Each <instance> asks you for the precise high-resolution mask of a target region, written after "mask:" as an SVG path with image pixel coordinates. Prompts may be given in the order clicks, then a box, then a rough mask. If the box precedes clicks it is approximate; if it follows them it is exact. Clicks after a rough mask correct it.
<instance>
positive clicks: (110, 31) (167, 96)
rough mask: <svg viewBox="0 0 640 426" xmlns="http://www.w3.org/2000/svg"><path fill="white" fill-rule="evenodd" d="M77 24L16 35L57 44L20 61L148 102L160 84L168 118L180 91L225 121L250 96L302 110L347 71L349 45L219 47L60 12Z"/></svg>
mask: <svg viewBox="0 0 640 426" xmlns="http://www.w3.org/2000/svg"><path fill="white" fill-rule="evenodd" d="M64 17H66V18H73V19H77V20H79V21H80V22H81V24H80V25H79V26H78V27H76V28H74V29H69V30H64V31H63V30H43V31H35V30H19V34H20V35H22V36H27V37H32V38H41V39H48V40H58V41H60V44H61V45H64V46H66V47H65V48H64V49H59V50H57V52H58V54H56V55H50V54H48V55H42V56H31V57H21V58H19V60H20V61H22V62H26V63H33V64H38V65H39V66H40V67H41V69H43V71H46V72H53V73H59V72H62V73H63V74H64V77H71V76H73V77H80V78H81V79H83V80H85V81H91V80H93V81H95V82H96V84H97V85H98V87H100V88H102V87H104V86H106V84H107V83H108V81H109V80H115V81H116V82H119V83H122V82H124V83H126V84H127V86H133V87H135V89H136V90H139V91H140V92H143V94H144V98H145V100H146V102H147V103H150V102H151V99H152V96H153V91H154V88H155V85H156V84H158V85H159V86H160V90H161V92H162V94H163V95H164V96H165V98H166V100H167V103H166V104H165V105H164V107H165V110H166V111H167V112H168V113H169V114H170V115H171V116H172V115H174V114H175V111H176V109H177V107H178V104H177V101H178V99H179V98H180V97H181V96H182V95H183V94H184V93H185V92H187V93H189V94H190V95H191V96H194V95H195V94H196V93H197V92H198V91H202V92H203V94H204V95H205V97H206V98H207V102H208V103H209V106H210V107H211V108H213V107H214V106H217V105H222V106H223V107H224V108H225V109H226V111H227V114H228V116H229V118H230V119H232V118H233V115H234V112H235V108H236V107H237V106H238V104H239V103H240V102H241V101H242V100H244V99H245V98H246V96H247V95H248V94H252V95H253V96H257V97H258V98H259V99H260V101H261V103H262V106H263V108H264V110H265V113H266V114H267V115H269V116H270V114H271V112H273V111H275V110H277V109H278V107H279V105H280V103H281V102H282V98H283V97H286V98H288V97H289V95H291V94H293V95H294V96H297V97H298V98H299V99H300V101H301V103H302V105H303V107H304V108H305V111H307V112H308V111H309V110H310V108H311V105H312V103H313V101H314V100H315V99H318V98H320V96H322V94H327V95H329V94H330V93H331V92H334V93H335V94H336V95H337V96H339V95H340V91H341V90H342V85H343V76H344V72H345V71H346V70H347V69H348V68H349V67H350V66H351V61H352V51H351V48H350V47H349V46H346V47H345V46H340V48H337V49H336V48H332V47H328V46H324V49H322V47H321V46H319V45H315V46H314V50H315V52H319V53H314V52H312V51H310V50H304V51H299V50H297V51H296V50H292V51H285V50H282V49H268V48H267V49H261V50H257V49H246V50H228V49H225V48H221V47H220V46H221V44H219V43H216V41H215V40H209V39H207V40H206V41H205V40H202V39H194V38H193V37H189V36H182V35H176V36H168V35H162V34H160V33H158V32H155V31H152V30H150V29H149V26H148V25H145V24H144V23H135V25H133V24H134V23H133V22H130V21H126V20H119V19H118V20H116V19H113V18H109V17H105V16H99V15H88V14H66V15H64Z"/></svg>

::::

## TRY IT
Write out all of the material again, substituting "coarse" for every "rough" and leaving everything else unchanged.

## OUTPUT
Each <instance> asks you for the precise high-resolution mask of a target region, written after "mask:" as an SVG path with image pixel coordinates. Prompts may be given in the order clicks, then a box, then a coarse mask. If the box precedes clicks it is approximate; if it follows them it is exact. Clicks after a coarse mask correct it.
<instance>
positive clicks: (110, 31) (167, 96)
coarse mask: <svg viewBox="0 0 640 426" xmlns="http://www.w3.org/2000/svg"><path fill="white" fill-rule="evenodd" d="M77 24L16 35L57 44L20 61L148 102L160 84L168 118L180 91L225 121L250 96L302 110L347 71L349 45L219 47L60 12Z"/></svg>
mask: <svg viewBox="0 0 640 426" xmlns="http://www.w3.org/2000/svg"><path fill="white" fill-rule="evenodd" d="M64 17H66V18H73V19H77V20H79V21H80V22H81V24H80V25H79V26H78V27H76V28H74V29H69V30H64V31H63V30H43V31H35V30H19V34H20V35H22V36H27V37H32V38H41V39H48V40H58V41H60V44H61V45H64V46H66V47H65V48H64V49H59V50H57V52H58V54H56V55H50V54H48V55H42V56H31V57H21V58H19V60H20V61H22V62H26V63H33V64H38V65H39V66H40V67H41V69H43V71H46V72H53V73H59V72H62V73H63V74H64V77H71V76H73V77H80V78H81V79H83V80H85V81H91V80H93V81H95V82H96V84H97V85H98V87H100V88H102V87H104V86H106V84H107V83H108V81H109V80H115V81H116V82H119V83H122V82H124V83H126V84H127V86H133V87H135V89H136V90H139V91H140V92H143V94H144V98H145V100H146V102H147V103H150V102H151V99H152V96H153V91H154V88H155V85H156V84H158V85H159V86H160V90H161V92H162V94H163V95H164V96H165V98H166V100H167V103H166V104H165V105H164V107H165V110H166V111H167V112H168V113H169V114H170V115H171V116H172V115H174V114H175V111H176V109H177V107H178V104H177V101H178V99H179V98H180V97H181V96H182V95H183V94H184V93H185V92H187V93H189V94H190V95H191V96H194V95H195V94H196V93H197V92H198V91H202V92H203V94H204V95H205V97H206V98H207V102H208V103H209V106H210V107H211V108H213V107H214V106H217V105H222V106H223V107H224V108H225V109H226V111H227V114H228V116H229V118H230V119H232V118H233V115H234V112H235V108H236V107H237V106H238V104H239V103H240V102H241V101H242V100H244V99H245V98H246V96H247V95H248V94H252V95H253V96H257V97H258V98H259V99H260V101H261V103H262V106H263V108H264V110H265V113H266V114H267V115H269V116H270V114H271V112H273V111H275V110H277V109H278V107H279V105H280V103H281V102H282V98H283V97H286V98H288V97H289V95H291V94H293V95H294V96H297V97H298V98H299V99H300V101H301V103H302V105H303V107H304V108H305V111H307V112H308V111H309V110H310V108H311V105H312V103H313V101H314V100H315V99H318V98H320V96H322V94H327V95H329V94H330V93H331V92H334V93H335V94H336V95H337V96H339V95H340V91H341V90H342V85H343V76H344V72H345V71H346V70H347V69H348V68H349V67H350V66H351V61H352V51H351V48H350V47H349V46H346V47H345V46H340V48H337V49H336V48H332V47H328V46H324V49H322V47H321V46H319V45H315V46H314V50H315V52H319V53H314V52H312V51H310V50H304V51H299V50H297V51H296V50H292V51H285V50H282V49H268V48H267V49H261V50H257V49H246V50H228V49H225V48H221V47H220V46H221V44H219V43H216V41H215V40H209V39H207V40H206V41H205V40H202V39H194V38H193V37H189V36H182V35H176V36H168V35H162V34H160V33H158V32H155V31H152V30H150V29H149V26H148V25H145V24H144V23H135V25H133V24H134V23H133V22H130V21H126V20H119V19H118V20H116V19H113V18H109V17H105V16H99V15H88V14H66V15H64Z"/></svg>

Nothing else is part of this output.